» **Provided records**:
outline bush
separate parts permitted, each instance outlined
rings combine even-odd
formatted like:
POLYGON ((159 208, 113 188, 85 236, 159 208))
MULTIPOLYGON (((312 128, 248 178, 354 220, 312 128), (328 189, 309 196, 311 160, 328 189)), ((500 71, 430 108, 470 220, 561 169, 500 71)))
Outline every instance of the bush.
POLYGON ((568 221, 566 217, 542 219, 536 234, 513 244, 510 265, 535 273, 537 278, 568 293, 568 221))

» **Job**:
Reproduce the material above line for line, keeping every word, number, and punctuation mark unchanged.

» **Exercise result**:
outline bush
separate parts permitted, each instance outlined
rings combine even-odd
formatted like:
POLYGON ((159 208, 113 188, 85 236, 159 208))
MULTIPOLYGON (((312 128, 248 178, 354 220, 312 128), (328 189, 309 196, 311 160, 328 189)), ((500 71, 430 108, 470 220, 561 169, 500 71)))
Outline every instance of the bush.
POLYGON ((568 221, 566 217, 542 219, 536 234, 513 244, 510 265, 535 273, 537 278, 568 293, 568 221))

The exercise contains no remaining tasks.